[WHAT IS REQUIRED]: Can you quote the records below in full, word for word?

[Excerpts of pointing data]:

+++

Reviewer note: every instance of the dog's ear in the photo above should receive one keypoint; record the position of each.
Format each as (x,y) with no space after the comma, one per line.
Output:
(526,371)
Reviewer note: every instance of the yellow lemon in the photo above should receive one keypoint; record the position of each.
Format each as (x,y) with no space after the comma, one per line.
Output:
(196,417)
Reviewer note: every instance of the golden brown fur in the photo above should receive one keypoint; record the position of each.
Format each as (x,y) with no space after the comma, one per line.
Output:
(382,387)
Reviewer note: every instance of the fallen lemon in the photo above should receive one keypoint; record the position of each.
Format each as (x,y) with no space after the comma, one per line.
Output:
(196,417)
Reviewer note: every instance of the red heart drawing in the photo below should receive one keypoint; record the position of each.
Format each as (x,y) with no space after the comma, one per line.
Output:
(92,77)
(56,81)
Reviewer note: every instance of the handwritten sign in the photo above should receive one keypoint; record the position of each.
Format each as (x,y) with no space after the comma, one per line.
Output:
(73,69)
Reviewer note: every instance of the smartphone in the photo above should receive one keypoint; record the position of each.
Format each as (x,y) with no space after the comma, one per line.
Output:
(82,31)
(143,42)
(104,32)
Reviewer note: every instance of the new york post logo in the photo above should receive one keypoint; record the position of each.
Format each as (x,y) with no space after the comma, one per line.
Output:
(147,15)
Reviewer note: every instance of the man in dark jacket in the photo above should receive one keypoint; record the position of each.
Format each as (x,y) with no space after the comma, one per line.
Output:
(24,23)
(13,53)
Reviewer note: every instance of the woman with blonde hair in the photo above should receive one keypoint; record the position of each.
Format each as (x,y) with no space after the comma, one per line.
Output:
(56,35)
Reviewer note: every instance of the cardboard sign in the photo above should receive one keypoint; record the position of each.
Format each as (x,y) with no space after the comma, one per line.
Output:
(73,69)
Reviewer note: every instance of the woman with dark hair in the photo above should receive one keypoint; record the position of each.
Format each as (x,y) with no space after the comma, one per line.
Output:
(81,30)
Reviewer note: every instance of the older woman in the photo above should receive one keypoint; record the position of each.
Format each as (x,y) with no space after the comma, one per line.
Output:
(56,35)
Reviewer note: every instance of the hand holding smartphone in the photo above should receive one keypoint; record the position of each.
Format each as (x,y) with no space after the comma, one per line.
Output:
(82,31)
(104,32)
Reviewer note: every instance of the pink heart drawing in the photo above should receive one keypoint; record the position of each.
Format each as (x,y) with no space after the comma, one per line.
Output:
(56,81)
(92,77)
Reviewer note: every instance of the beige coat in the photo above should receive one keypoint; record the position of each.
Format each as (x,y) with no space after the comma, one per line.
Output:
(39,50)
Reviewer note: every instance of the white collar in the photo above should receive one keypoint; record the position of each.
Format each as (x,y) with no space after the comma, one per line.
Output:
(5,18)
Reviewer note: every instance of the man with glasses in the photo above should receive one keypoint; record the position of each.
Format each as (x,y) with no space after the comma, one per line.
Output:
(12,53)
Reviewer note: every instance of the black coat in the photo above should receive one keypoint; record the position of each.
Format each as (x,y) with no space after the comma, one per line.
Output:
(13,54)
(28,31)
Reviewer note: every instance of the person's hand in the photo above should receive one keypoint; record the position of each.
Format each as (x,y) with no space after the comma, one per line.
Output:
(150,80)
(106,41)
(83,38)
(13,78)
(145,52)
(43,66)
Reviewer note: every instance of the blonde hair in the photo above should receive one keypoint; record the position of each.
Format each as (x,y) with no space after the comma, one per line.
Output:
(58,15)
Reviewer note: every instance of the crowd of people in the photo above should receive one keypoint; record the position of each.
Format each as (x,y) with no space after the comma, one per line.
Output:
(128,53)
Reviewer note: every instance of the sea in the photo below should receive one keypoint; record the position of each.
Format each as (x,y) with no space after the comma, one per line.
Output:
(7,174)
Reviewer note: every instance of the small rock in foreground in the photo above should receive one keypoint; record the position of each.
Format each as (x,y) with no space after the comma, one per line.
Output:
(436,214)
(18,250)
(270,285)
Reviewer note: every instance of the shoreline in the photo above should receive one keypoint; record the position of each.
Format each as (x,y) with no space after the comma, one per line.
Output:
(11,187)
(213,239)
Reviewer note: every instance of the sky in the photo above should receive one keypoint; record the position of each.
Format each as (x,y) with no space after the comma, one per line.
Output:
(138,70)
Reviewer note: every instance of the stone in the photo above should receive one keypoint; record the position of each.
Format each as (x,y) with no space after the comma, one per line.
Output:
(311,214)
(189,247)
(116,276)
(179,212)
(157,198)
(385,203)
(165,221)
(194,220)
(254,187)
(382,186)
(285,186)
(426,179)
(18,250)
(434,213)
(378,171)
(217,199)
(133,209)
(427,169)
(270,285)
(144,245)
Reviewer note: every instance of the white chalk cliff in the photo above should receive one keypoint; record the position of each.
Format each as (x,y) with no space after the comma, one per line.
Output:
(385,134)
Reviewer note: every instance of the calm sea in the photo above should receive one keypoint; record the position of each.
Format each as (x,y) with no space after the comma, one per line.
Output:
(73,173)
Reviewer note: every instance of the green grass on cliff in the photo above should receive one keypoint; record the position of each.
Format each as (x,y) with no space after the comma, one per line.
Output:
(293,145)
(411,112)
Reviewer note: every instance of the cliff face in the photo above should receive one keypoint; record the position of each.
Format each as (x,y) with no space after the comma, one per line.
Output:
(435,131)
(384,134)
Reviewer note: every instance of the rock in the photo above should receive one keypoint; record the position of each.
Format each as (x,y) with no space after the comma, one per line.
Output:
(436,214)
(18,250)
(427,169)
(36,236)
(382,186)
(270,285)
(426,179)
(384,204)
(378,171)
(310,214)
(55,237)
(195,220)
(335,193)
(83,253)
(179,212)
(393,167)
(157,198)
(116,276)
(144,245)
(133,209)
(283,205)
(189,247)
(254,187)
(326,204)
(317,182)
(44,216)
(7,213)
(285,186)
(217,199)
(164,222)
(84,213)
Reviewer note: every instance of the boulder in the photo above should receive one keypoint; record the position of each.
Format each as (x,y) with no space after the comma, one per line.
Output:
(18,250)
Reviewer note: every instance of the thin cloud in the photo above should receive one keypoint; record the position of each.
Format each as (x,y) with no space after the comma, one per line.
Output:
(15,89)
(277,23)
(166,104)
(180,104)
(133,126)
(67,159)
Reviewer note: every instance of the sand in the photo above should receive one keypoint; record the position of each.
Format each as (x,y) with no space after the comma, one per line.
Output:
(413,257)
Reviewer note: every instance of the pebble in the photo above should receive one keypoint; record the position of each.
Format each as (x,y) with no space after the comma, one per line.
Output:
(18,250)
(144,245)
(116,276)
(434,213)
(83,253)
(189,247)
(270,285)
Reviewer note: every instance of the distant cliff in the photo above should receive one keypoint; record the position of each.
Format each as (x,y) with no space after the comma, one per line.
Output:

+++

[FULL ANSWER]:
Reviewer note: every instance of the dog's ear in the photo above should receive one keypoint; record the position of each.
Format each as (x,y) with no space after the comma, one per line.
Output:
(526,371)
Reviewer note: every instance of the yellow lemon in the photo above should receive one keypoint; record the position of each.
Format each as (x,y) with no space after the comma, one per line.
Output:
(196,417)
Reviewer note: every instance of the golden brown fur in the photo above should receive one keypoint; record the position of each.
Format each as (x,y) with no space after the comma, one per line.
Output:
(382,387)
Reviewer note: every instance of the fallen lemon in the photo above should receive one keypoint; record the position of each.
Format each as (x,y) with no space after the comma, one per line.
Output:
(196,417)
Reviewer note: every instance of the red heart drawing in the photo below should receive one keypoint; record the position of each.
Format each as (x,y) with no space after the comma, one per line.
Output:
(92,77)
(56,81)
Reviewer note: every instance of the handwritten sign in the photo above should receive one keypoint; record the position of each.
Format each as (x,y) with no space after the comma, one per line.
Output:
(73,69)
Reviewer note: every instance of the smartphone in the photo above should receive one keypoint; record the position of each.
Format each as (x,y) with no space after the comma, one per line.
Output:
(82,31)
(143,42)
(104,32)
Reviewer note: every instance of the new york post logo in the photo above should receive one keypoint; record the position of each.
Format each as (x,y) with no space after the comma, one per line.
Output:
(147,15)
Reviewer note: every instance of the man in dark jacket in the photo above should receive one keypoint; record the position of each.
Format each as (x,y) with no space after the comma, one per line.
Output:
(24,23)
(13,53)
Reviewer note: every instance of the woman with blonde hair in the photo above should receive one keypoint; record the position of each.
Format each as (x,y) with no space after the comma, one per line.
Output:
(56,35)
Reviewer note: every instance of the cardboard sign in the photo above should receive one keypoint; record the position of each.
Format each as (x,y) with no space after the comma, one per line.
Output:
(73,69)
Reviewer note: every instance of the woman with dark hair in the photo above should receive one keypoint; record the position of each.
Format each as (x,y) with no space after the comma, one per line.
Output:
(81,30)
Reviewer note: every instance of the older woman in the photo above should receive one keypoint; record the position of each.
Format each as (x,y) with no space after the comma, one per line.
Output:
(56,35)
Reviewer note: every instance of the hand holding smartphone in the photo above should receive one keypoint; record the position of each.
Format each as (x,y) with no space after the comma, one per line.
Output:
(82,31)
(104,32)
Reviewer note: every instance of the pink heart drawing in the photo above should receive one keypoint; record the position of each.
Format each as (x,y) with no space after the comma, one per line.
Output:
(56,81)
(92,77)
Reviewer note: every instance of the beige coat in the photo above should receive one keypoint; record the position of each.
Format each as (x,y) with no space after the comma, one per line.
Output:
(39,50)
Reviewer note: every instance of the white collar in the photo above should receive one keypoint; record the position of each.
Format each as (x,y) with no space after the comma, one per line.
Output:
(5,18)
Reviewer note: every instance of the man with glasses in the photo above should receive one keypoint; record the position of each.
Format each as (x,y) with no space after the comma, one per line.
Output:
(12,53)
Reviewer note: every instance of the black coat in the photo above should receive one keypoint; record the position of each.
Format each as (x,y) with no space after the comma, one per line.
Output:
(13,54)
(28,31)
Reviewer note: every instance of the person's hand in the photo above should receive one keypoint; record the position of each.
Format each as (x,y) with no space after the comma, one per line.
Output:
(150,80)
(106,41)
(83,38)
(13,78)
(145,52)
(43,66)
Reviewer note: every instance of the blonde hair in the photo above should receive one keypoint; record the position of each.
Format each as (x,y) with no space after the comma, one per line.
Output:
(58,15)
Reviewer note: every instance of the crowd of people in the photo above should receive one keypoint; record the position of each.
Format each as (x,y) with no space after the comma, one per line.
Output:
(128,53)
Reviewer note: every instance of the sea in the photo below should receive one keypoint; record the position of each.
Format each as (x,y) with no space after the comma, one per line.
Output:
(7,174)
Reviewer note: every instance of the small rock in foreground in the photo above should receive one keypoint; record the position of each.
Format each as (x,y) with no space after the comma, one per line.
Output:
(436,214)
(18,250)
(270,285)
Reviewer note: every instance of the shoreline in the photo above should receive one keypoint; record the position of each.
Format each as (x,y) with no space after the comma, one per line.
Output:
(11,187)
(213,239)
Reviewer note: every instance of the sky in the photo above should receive one keypoint; record the position of each.
Format each as (x,y) with no space after the comma, one per line.
Output:
(138,70)
Reviewer note: every instance of the stone in the photo above should receive one keypoint; record the position of each.
Format each as (x,y) with no space after the comma, one per line.
Output:
(311,214)
(189,247)
(116,276)
(179,212)
(157,198)
(385,203)
(165,221)
(194,220)
(254,187)
(382,186)
(285,186)
(426,179)
(18,250)
(434,213)
(378,171)
(217,199)
(133,209)
(427,169)
(270,285)
(144,245)
Reviewer note: every instance of the white chalk cliff in the photo above should receive one keypoint; record the position of each.
Format each as (x,y) with no space after the comma, one per line.
Output:
(385,134)
Reviewer note: every instance of the calm sea in the photo above should receive one keypoint; record the position of each.
Format each as (x,y) with no space after the comma, one per line.
Output:
(73,173)
Reviewer note: every instance of the green grass on cliff in the photo above should receive one keypoint; record the position of each.
Format each as (x,y) with no space after the comma, one per line.
Output:
(293,145)
(411,112)
Reviewer note: every instance of the cliff face in the photo above should receive one keypoint; record the position of each.
Format each as (x,y) with no space after the comma, one per line.
Output:
(435,131)
(384,134)
Reviewer note: every instance of the rock in the photo above should receive one keypoint; record the position of each.
Format each as (x,y) with no space after the comma, one per line.
Output:
(436,214)
(18,250)
(427,169)
(36,236)
(382,186)
(270,285)
(426,179)
(384,204)
(378,171)
(310,214)
(55,237)
(195,220)
(335,193)
(83,253)
(179,212)
(393,167)
(157,198)
(116,276)
(144,245)
(133,209)
(283,205)
(189,247)
(254,187)
(326,204)
(317,182)
(44,216)
(7,213)
(285,186)
(217,199)
(164,222)
(84,213)
Reviewer note: every instance of the boulder in the photo above should receive one keypoint; record the position of each.
Format each as (x,y) with no space after the comma, one per line.
Output:
(18,250)
Reviewer note: every instance of the thin cloud in the photo above should receive one keypoint; record the position of each.
Format each as (x,y) with no space after the comma, one per line.
Output:
(15,89)
(277,23)
(166,104)
(180,104)
(133,126)
(67,159)
Reviewer note: every instance of the sand in the photo above should receive one keypoint; record the position of each.
Format each as (x,y) with no space after the comma, one per line.
Output:
(413,257)
Reviewer note: every instance of the pebble in the photo above should receive one keypoint; record the position of each.
Format each as (x,y) with no space after the comma, one per line.
Output:
(18,250)
(144,245)
(116,276)
(434,213)
(83,253)
(189,247)
(270,285)
Reviewer note: every instance of the distant cliff in the photo above should receive one keypoint; record the position of each.
Format each as (x,y) with no space after the comma, one per line.
Output:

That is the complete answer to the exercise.